▶ _Requirement_: Reproduce each of the items below verbatim, leaving out the pictures.

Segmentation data
----
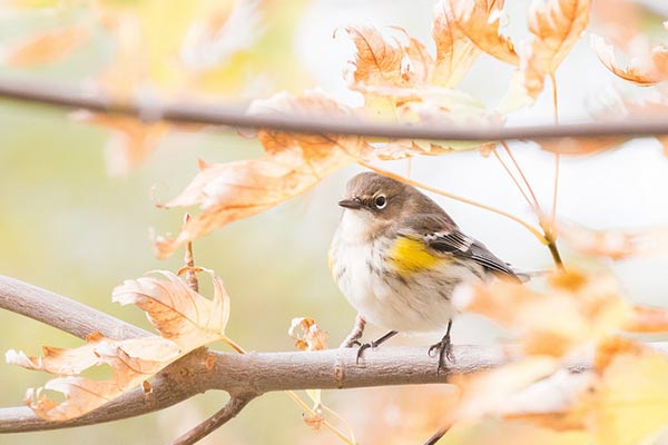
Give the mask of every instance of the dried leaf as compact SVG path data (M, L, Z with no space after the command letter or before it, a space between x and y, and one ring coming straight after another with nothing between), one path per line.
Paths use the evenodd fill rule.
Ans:
M301 332L297 332L297 329L301 329ZM310 317L293 318L287 335L296 340L295 346L301 350L326 349L327 339L330 338L330 334L322 332L315 320Z
M28 37L2 52L2 60L13 67L28 68L65 59L90 38L87 26L50 29Z
M213 300L190 290L178 276L158 271L166 280L143 277L126 280L114 289L114 300L134 303L147 313L161 337L112 340L90 335L86 345L73 349L45 348L45 356L28 357L10 350L10 364L68 377L55 378L43 387L29 389L26 402L47 421L81 416L138 386L150 390L146 379L189 352L224 337L229 316L229 299L213 271ZM92 380L80 374L94 366L108 365L111 377ZM78 375L79 374L79 375ZM65 394L65 402L49 398L45 390Z
M664 307L633 306L630 320L623 326L627 333L668 332L668 309Z
M593 257L625 259L637 256L666 254L668 228L645 230L592 230L572 222L560 221L558 230L569 247Z
M444 1L449 3L454 22L473 44L501 61L519 65L513 42L499 30L503 1Z
M528 354L556 357L591 345L621 328L630 307L609 275L571 269L549 278L546 291L498 280L456 299L463 310L482 314L511 329Z
M534 38L521 60L524 87L532 98L543 89L546 76L557 67L580 39L589 22L590 0L534 0L529 10L529 30Z
M321 93L303 98L277 95L256 101L252 111L297 116L320 112L333 119L351 113ZM337 135L261 130L258 138L265 148L264 157L217 165L200 162L200 172L190 185L165 204L165 207L200 204L204 211L186 222L177 238L157 238L158 256L166 257L184 243L306 191L322 178L353 162L355 156L369 147L360 137Z
M43 387L28 389L26 403L46 421L68 421L91 412L139 386L169 363L183 355L173 342L160 337L112 340L99 334L87 338L86 345L73 349L45 348L48 355L28 357L23 353L8 353L7 362L28 369L51 374L71 374L47 382ZM73 376L99 365L108 365L112 375L105 380ZM62 373L65 370L65 373ZM65 394L63 402L55 402L45 390Z
M208 299L189 288L186 279L157 270L166 280L141 277L126 280L114 289L111 299L121 305L135 304L164 338L193 350L220 339L229 318L229 297L213 270L214 298Z
M393 27L387 37L373 27L347 27L345 31L356 48L351 61L351 88L414 87L425 83L433 66L431 56L406 31Z
M648 87L668 79L668 48L662 44L647 53L636 55L626 68L619 66L615 49L603 38L591 34L591 47L606 68L625 80Z
M436 3L432 23L432 38L436 43L432 82L444 88L456 87L481 52L456 24L450 3L450 0Z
----
▶ _Exercise solution_:
Give the mask of every instance of the dried leaf as compact SVG path data (M, L, Z with no space after the command letter or before it, a space between x and y, and one ring coming straight after another with nothing between), one path per line.
Paths use the evenodd fill rule.
Ans:
M301 332L297 332L297 329L301 329ZM310 317L293 318L287 335L296 340L295 346L301 350L326 349L327 339L330 338L330 334L322 332L315 320Z
M28 37L2 52L2 60L13 67L28 68L65 59L90 38L87 26L50 29Z
M213 300L190 290L178 276L158 271L166 280L143 277L126 280L114 289L114 300L134 303L147 313L161 337L112 340L90 335L86 345L73 349L45 348L45 356L28 357L10 350L10 364L68 377L55 378L43 387L29 389L26 402L47 421L81 416L138 386L150 390L146 379L189 352L224 337L229 316L229 299L213 271ZM92 380L80 374L94 366L108 365L111 377ZM78 375L79 374L79 375ZM65 394L65 402L49 398L45 390Z
M664 307L633 306L630 320L623 326L627 333L668 332L668 309Z
M593 257L625 259L637 256L666 254L668 228L645 230L592 230L572 222L560 221L558 230L569 247Z
M444 1L449 3L454 22L473 44L501 61L519 65L513 42L499 30L503 1Z
M528 354L556 357L591 345L621 328L630 307L609 275L571 269L549 278L546 291L498 280L456 299L463 310L482 314L511 329Z
M534 38L521 60L524 87L532 98L543 89L546 76L557 67L580 39L589 22L590 0L534 0L529 10L529 30Z
M321 93L303 98L277 95L256 101L252 111L297 116L320 112L333 119L351 113ZM337 135L261 130L258 138L265 148L264 157L217 165L200 162L200 172L190 185L165 204L165 207L200 204L204 211L186 222L177 238L157 238L158 256L166 257L184 243L306 191L322 178L353 162L355 156L369 147L360 137Z
M43 387L28 389L26 403L46 421L68 421L91 412L139 386L169 363L183 355L173 342L160 337L112 340L99 334L87 338L86 345L73 349L45 348L48 355L28 357L23 353L8 353L7 362L28 369L51 374L71 374L47 382ZM73 376L99 365L108 365L112 375L105 380ZM62 373L65 370L65 373ZM65 394L63 402L55 402L45 390Z
M208 299L189 288L186 279L157 270L166 280L141 277L126 280L114 289L111 299L121 305L135 304L164 338L193 350L220 339L229 318L229 297L213 270L214 298Z
M393 27L387 37L373 27L347 27L345 31L356 48L351 61L351 88L414 87L425 83L433 66L431 56L406 31Z
M648 87L668 79L668 48L662 44L647 53L636 55L626 68L619 66L615 49L603 38L591 34L591 47L606 68L625 80Z
M436 3L432 23L432 38L436 43L432 82L444 88L456 87L481 52L456 24L450 3L450 0Z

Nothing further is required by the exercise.